◆ TEXT SHOWN ◆
# Tivo with Local Channels



## cablenewbie2010 (Apr 10, 2010)

Hi there,

I used to be a Tivo user long time ago but now been using Comcast's Digital Starter Package with HD DVR. We only watch Local Channels (ABC, NBC, CW..etc) and looking to getting a more affordable approach.

Is it possible to use Tivo for only the local channels? Do we still need to have a Comcast package to get those channels or a cable card?


----------



## shwru980r (Jun 22, 2008)

cablenewbie2010 said:


> Hi there,
> 
> I used to be a Tivo user long time ago but now been using Comcast's Digital Starter Package with HD DVR. We only watch Local Channels (ABC, NBC, CW..etc) and looking to getting a more affordable approach.
> 
> Is it possible to use Tivo for only the local channels? Do we still need to have a Comcast package to get those channels or a cable card?


You could use an over the air antenna, if you are within range of the TV stations.


----------



## cablenewbie2010 (Apr 10, 2010)

Thanks for the quick reply.

Will the Tivo guide be able to register the channels using the antenna approach? I was thinking about either doing that or getting the most basic cable from Comcast and feeding that into the Tivo.


----------



## dianebrat (Jul 6, 2002)

cablenewbie2010 said:


> Thanks for the quick reply.
> 
> Will the Tivo guide be able to register the channels using the antenna approach? I was thinking about either doing that or getting the most basic cable from Comcast and feeding that into the Tivo.


The Tivo will do just fine with the antenna and will have full guide info for those channels.

For cable, unless you have a CableCARD, you will not get guide data for the local HD channels, you will be able to scan and see them, and manually record on them, but no guide data, the phrase "clear QAM" will point you to other discussions on this.

Some people have been able to get Comcast to let them keep a CableCARD after they drop to basic, but it's far more common for Comcast to ask you to subscribe to the lowest digital service for one.

Diane


----------



## JimG19 (Jun 30, 2005)

I now use OTA with a Tivo HD on an HDTV and a Series 2 ST on an older tv and it works great.

◆ WORK TO BE COMPLETED ◆
Reproduce word for word the portion of the thread on TiVo and local channels that starts with "For cable, unless" and goes on through "service for one.".

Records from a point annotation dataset
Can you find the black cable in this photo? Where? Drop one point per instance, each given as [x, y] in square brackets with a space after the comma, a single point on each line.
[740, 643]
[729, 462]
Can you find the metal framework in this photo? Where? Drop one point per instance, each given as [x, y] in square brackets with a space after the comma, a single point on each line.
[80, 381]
* * *
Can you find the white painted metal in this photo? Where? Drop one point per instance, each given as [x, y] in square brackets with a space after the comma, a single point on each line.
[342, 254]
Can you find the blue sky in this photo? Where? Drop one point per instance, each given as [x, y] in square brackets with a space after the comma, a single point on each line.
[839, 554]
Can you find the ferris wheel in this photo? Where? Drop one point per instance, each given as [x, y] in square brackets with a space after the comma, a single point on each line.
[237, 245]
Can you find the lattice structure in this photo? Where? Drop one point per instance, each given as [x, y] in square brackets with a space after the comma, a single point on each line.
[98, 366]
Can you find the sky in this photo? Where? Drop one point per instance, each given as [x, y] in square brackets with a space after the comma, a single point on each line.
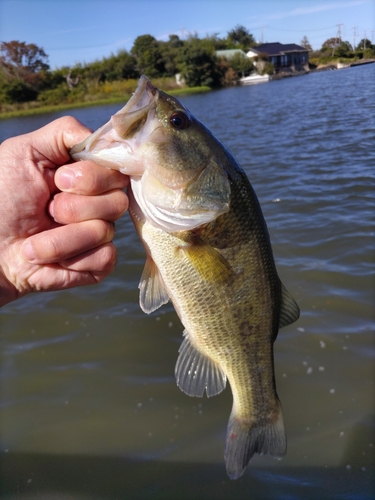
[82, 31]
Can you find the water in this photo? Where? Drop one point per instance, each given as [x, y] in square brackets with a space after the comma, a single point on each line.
---
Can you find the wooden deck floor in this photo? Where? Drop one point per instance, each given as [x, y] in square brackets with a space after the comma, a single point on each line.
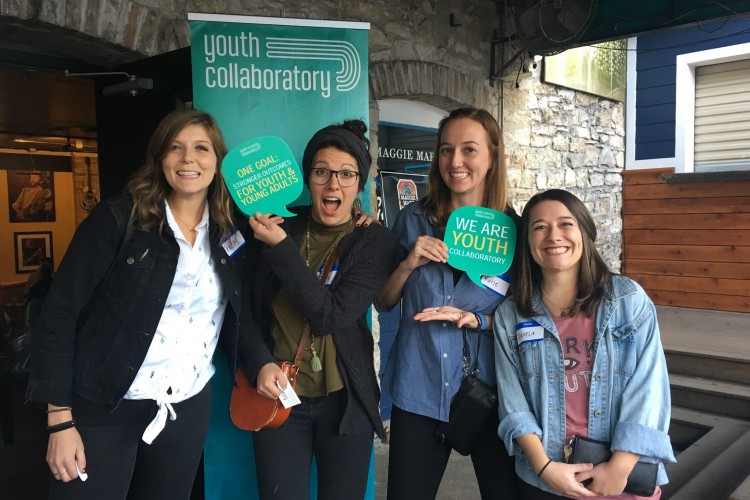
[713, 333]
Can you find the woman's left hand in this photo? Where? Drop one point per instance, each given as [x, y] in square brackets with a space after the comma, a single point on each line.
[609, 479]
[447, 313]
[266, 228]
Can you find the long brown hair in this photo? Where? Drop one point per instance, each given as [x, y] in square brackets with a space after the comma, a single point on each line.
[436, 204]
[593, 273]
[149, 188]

◆ WORKED SOLUTION ◆
For cable, unless you have a CableCARD, you will not get guide data for the local HD channels, you will be able to scan and see them, and manually record on them, but no guide data, the phrase "clear QAM" will point you to other discussions on this.

Some people have been able to get Comcast to let them keep a CableCARD after they drop to basic, but it's far more common for Comcast to ask you to subscribe to the lowest digital service for one.